* [Records]
▬▬▬
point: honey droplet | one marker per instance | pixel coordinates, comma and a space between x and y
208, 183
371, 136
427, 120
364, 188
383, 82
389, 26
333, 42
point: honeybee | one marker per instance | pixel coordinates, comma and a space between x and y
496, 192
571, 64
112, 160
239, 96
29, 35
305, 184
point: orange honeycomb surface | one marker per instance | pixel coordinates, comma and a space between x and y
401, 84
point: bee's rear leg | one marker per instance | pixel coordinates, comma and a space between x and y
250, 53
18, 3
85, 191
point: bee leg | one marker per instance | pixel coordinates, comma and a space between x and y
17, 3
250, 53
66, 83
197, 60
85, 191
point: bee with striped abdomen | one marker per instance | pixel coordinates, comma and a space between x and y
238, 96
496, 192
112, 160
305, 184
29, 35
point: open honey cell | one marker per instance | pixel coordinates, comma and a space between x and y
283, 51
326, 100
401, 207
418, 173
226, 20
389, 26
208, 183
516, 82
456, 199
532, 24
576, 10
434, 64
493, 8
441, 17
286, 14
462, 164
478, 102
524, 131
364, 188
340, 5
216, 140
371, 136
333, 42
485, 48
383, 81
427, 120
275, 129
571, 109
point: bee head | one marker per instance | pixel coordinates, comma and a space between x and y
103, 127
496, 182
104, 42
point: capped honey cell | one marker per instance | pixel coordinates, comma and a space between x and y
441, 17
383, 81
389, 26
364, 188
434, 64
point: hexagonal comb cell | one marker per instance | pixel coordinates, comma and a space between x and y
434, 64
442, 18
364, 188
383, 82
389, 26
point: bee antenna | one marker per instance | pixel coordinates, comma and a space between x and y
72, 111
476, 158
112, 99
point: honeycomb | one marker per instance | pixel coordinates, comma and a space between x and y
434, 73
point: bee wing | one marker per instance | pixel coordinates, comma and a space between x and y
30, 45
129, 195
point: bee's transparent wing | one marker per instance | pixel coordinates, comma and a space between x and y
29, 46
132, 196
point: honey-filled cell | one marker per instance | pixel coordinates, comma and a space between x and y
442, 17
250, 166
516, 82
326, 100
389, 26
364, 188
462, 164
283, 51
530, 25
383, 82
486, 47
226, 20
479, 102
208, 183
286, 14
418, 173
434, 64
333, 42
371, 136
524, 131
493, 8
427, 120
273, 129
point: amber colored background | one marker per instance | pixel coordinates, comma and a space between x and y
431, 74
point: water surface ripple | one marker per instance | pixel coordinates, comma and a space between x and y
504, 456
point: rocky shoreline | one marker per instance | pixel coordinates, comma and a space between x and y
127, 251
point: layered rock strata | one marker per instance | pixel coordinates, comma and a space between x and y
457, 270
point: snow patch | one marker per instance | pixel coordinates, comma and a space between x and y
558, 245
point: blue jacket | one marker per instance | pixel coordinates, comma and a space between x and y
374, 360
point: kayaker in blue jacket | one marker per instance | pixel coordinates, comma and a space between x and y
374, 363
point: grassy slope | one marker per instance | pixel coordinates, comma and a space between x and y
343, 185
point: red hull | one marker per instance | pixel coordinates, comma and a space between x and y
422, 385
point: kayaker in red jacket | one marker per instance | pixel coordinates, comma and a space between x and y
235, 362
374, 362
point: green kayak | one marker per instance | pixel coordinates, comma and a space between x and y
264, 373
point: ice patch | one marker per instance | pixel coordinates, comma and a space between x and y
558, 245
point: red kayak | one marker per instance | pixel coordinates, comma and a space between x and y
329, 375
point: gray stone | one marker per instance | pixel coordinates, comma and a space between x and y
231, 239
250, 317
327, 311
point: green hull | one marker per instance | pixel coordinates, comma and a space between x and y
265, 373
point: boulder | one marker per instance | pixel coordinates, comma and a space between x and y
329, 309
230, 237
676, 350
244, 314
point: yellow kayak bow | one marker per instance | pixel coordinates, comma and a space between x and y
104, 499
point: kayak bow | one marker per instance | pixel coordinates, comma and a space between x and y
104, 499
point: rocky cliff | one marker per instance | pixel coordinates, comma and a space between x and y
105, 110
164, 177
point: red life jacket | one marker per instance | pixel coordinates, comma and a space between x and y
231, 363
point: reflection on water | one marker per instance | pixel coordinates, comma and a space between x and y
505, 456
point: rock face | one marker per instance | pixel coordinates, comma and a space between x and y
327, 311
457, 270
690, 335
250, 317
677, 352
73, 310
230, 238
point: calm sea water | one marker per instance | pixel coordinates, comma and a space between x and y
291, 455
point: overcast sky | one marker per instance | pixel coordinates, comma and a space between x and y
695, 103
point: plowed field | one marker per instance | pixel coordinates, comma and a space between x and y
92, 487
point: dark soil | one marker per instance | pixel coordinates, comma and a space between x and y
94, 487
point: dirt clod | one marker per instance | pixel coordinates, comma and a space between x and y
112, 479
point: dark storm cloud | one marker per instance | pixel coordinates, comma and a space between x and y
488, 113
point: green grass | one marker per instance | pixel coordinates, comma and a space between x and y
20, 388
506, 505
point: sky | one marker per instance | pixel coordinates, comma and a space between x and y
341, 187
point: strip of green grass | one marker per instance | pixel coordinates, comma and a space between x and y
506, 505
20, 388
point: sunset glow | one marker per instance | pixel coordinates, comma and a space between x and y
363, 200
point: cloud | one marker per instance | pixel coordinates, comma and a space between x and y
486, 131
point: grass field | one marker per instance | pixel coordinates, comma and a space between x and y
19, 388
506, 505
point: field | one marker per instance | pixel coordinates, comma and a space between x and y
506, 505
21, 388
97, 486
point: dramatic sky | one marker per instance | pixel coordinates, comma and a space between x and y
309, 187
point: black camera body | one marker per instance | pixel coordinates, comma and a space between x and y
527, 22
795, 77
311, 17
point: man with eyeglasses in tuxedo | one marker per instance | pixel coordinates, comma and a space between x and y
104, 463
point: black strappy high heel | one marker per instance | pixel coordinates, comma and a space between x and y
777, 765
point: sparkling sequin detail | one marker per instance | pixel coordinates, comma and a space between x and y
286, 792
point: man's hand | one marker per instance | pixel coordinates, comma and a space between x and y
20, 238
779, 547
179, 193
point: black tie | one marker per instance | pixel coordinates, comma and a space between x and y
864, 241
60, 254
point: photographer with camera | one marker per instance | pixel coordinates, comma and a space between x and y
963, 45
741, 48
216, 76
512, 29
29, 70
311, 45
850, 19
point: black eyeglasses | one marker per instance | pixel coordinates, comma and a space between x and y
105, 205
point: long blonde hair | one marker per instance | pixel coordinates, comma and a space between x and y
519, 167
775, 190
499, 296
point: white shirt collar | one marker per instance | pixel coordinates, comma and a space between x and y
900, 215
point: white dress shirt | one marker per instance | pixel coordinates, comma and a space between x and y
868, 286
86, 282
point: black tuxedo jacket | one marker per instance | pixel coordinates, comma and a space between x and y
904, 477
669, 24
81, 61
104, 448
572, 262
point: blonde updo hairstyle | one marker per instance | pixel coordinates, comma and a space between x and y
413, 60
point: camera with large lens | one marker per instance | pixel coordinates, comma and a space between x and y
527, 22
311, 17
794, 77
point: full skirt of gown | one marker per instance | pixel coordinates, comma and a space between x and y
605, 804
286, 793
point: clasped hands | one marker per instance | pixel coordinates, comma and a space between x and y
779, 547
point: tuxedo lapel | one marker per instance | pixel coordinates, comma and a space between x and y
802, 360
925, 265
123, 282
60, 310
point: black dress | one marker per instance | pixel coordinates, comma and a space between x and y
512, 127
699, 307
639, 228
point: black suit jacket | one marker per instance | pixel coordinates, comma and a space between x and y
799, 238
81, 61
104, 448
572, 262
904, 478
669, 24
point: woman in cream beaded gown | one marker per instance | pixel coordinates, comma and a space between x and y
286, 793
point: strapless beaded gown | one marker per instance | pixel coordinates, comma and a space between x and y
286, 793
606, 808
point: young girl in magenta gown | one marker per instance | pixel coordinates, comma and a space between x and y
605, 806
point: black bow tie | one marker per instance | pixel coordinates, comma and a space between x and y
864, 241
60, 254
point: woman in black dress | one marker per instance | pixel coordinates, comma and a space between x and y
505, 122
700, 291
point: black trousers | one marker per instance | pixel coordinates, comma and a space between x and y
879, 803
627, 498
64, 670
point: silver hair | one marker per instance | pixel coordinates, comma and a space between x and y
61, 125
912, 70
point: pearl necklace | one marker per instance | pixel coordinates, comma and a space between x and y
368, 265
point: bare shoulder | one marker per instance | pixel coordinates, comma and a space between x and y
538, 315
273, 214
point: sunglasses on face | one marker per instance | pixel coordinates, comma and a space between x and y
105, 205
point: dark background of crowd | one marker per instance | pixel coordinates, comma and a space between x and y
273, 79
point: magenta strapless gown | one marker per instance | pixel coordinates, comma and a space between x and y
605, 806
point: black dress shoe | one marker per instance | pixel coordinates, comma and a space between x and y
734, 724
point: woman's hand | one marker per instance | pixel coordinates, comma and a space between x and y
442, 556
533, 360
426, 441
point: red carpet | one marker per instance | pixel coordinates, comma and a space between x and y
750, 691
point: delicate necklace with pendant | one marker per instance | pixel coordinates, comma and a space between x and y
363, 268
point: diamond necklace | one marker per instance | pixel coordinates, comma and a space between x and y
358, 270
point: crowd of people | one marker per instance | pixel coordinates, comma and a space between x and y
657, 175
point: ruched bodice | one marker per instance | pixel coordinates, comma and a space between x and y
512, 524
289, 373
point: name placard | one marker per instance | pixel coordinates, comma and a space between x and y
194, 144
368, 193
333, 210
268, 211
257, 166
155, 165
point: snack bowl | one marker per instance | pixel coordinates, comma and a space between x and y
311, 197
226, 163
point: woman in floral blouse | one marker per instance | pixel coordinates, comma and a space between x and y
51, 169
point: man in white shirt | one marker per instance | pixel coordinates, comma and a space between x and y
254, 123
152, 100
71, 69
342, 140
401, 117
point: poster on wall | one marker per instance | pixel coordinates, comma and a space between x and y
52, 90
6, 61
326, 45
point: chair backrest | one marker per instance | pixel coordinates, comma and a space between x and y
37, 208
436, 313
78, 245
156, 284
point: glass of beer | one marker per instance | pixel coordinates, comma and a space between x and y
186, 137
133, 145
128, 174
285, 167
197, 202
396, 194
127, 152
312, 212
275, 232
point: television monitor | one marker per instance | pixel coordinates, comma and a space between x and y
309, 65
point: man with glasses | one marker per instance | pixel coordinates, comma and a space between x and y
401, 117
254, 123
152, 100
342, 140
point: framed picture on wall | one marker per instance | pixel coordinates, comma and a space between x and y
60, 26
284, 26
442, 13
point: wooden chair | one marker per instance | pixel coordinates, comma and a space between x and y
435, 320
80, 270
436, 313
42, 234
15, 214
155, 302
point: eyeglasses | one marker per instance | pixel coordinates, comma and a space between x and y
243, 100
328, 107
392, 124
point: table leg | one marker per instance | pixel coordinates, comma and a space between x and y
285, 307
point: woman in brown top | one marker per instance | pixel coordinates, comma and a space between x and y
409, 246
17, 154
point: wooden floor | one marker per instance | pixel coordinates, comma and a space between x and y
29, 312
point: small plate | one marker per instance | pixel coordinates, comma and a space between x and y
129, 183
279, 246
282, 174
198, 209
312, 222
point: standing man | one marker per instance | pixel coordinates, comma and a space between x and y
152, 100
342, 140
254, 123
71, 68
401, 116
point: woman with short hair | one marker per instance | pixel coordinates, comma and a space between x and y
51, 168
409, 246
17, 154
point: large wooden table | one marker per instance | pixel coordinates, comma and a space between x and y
▬▬▬
* [Activity] Only the lines from the one with "point: standing man" through the end of the data belong in the answer, each reproduced exactly.

* [Result]
point: standing man | one marker per instance | pixel coordinates, comma and a space between x and y
152, 100
342, 140
254, 123
71, 68
401, 116
point: woman with short hair | one marker per instance | pixel coordinates, comma and a space between x and y
51, 168
409, 246
17, 154
point: large wooden table | one marker per instance | pixel coordinates, comma and a space between x and y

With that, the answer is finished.